PASSAGE PROVIDED
***

Antone “Tony” Volinski was one of the thousands of first responders who hurried to the smoldering wreckage of the World Trade Center in the aftermath of the Sept. 11, 2001, terror attacks.
As a member of the Greenport Fire Department, he and a half-dozen other members drove one of the trucks to Lower Manhattan on Sept. 12, stayed for 24 hours helping with recovery efforts and returned Sept. 16 to continue the work.
Mr. Volinski, 62, has lived in Greenport since age 5 and is now a 44-year GFD veteran. And he’d mostly put the dark days of 2001 behind him until May, when he began to complain of throat pain. He visited a local doctor, who was alarmed by what he saw in the back of Mr. Volinski’s throat and sent him to Stony Brook University Hospital.
There, after many tests, a cancerous tumor was confirmed. In early July it was removed, along with part of his tongue and some lymph nodes. He has been told the cancer is now gone.
“I didn’t make any connection to 9/11 until a friend told me to register with the World Trade Center Health Program,” Mr,. Volinski said.
After a nuber of interviews and examinations at the program’s Commack office, Mr. Volinski’s tumor was connected to the dusty air he breathed during the three days he spent at the ground zero.

***

THE DATA
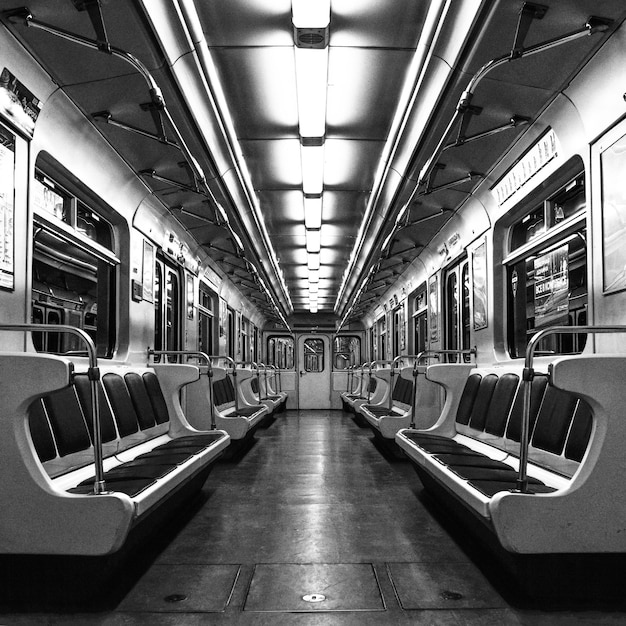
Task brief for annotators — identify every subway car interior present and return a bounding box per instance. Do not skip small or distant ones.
[0,0,626,625]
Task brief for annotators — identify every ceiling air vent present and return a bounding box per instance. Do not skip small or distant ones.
[293,26,330,50]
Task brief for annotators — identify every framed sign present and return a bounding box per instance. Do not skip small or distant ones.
[141,240,154,302]
[600,130,626,293]
[428,275,439,341]
[0,126,15,291]
[472,241,487,330]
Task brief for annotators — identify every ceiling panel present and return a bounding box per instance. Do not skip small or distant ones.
[326,47,414,141]
[209,46,298,139]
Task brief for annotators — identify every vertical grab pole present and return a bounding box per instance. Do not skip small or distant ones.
[0,324,106,495]
[517,359,535,493]
[250,361,261,402]
[409,354,420,428]
[87,354,106,494]
[207,357,217,430]
[367,361,374,404]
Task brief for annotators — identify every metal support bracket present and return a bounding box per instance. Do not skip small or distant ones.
[510,2,548,59]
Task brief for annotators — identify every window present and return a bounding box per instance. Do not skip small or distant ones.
[267,336,294,370]
[198,282,215,354]
[241,316,250,361]
[31,170,119,357]
[392,305,405,358]
[333,335,361,370]
[444,259,470,362]
[505,174,587,357]
[154,257,181,361]
[376,315,387,361]
[304,339,325,372]
[226,307,237,359]
[413,283,428,354]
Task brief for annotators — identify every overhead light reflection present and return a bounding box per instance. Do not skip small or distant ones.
[304,196,322,230]
[291,0,330,28]
[306,230,322,254]
[300,145,324,196]
[295,48,328,137]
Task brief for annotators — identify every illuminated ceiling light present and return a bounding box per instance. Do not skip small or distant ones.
[291,0,330,28]
[306,230,322,254]
[300,145,324,196]
[295,47,328,137]
[307,252,320,270]
[304,196,322,230]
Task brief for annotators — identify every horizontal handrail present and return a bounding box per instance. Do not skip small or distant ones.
[0,324,106,495]
[517,325,626,493]
[415,348,477,366]
[148,348,217,430]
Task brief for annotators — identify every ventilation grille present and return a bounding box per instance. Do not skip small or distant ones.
[293,27,330,50]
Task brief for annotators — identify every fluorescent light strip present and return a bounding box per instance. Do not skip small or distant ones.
[291,0,330,28]
[304,196,322,230]
[300,145,324,196]
[307,252,320,270]
[306,230,322,254]
[295,47,328,137]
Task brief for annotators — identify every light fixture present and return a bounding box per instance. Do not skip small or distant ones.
[307,252,320,270]
[306,229,322,254]
[291,0,330,28]
[291,0,330,312]
[295,48,328,137]
[300,144,324,196]
[304,196,322,230]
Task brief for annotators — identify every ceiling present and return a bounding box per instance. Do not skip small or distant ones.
[0,0,624,324]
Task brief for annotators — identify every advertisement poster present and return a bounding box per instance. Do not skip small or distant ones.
[601,129,626,293]
[534,245,569,328]
[0,67,41,137]
[472,241,487,330]
[0,129,15,289]
[428,276,439,341]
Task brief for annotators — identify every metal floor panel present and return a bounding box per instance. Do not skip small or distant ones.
[118,564,240,613]
[244,563,385,613]
[387,561,507,610]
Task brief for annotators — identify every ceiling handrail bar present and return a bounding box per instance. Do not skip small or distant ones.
[148,348,217,430]
[0,324,107,495]
[517,325,626,493]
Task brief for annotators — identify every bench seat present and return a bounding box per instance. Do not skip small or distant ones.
[0,353,229,556]
[213,367,270,439]
[355,367,414,441]
[396,355,626,555]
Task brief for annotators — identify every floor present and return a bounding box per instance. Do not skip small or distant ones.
[0,410,626,626]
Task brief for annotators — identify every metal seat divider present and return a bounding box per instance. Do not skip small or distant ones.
[148,348,217,430]
[517,325,626,493]
[259,361,267,401]
[235,361,261,402]
[0,324,107,495]
[407,348,476,428]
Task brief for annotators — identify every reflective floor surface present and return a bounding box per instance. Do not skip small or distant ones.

***

TASK REQUIREMENTS
**a)** Answer these about the article on Tony Volinski:
(i) On what date did he and other Greenport Fire Department members drive a truck to Lower Manhattan?
(ii) How many years has he served with the Greenport Fire Department?
(iii) At which office of the World Trade Center Health Program was he interviewed and examined?
**b)** Carry the article on Tony Volinski forward from its last sentence.
The material comes from a different source than the article on Tony Volinski.

SOLVED TASKS
**a)**
(i) Sept. 12
(ii) 44 years
(iii) Commack

**b)**
The program was established to monitor the health impacts of those who lived or worked in Lower Manhattan and first responders who arrived at the scene in the aftermath of the attacks. Approximately $3 billion has been paid out to date, depending on the types and seriousness of cancers and a host of other health issues.
Mr. Volinski also registered with the state Workers Compensation Board. The deadline to register with that board is Sept. 11, 2022, according to his attorney, Beth Jablon of Garden City.
“There is no deadline with the WTC program, but the state program for now has the Sept. 11 deadline,” she said.
Mr. Volinski and his wife, Debbie, said they are grateful for the medical attention he received and the most recent prognosis that he is cancer free. But in an interview at their Greenport home, they stressed that the deadline for registering with the Workers Compensation Board is less than two months away.
Steve Brickman of Jamesport, a retired FDNY firefighter who spent nearly two weeks at ground zero after Sept. 11, died in April 2020 of illness doctors attributed to toxins he inhaled there, according to the FDNY. He was 57. In 2013, Mr. Brickman was diagnosed with stage 4 head and neck cancer and stage 4 lung cancer.
“We want anyone who was at the scene that day, even if you have no health problems at all, to register before the deadline and that way if something does change in the future, you are in the system,” Mr. Volinski said.
“We are very lucky,” Ms. Volinski said. “Who would have thought something like this would happen 20 years after 9/11? That’s why it is important for anyone who responded to register, even if down the road you remain healthy. That is our message to anyone who went to the scene.”
There is a world of information on various websites about the WTC Health Program. That program is separate from the Sept. 11 Victim Compensation Fund. To apply to the WTC Health Program, go to cdc.gov/wtc/apply.html. Follow three steps: See if you are eligible; review required documentation; and then apply. To reach the state Workers Compensation Board by Sept, 11, 2022, go to wcb.ny.gov.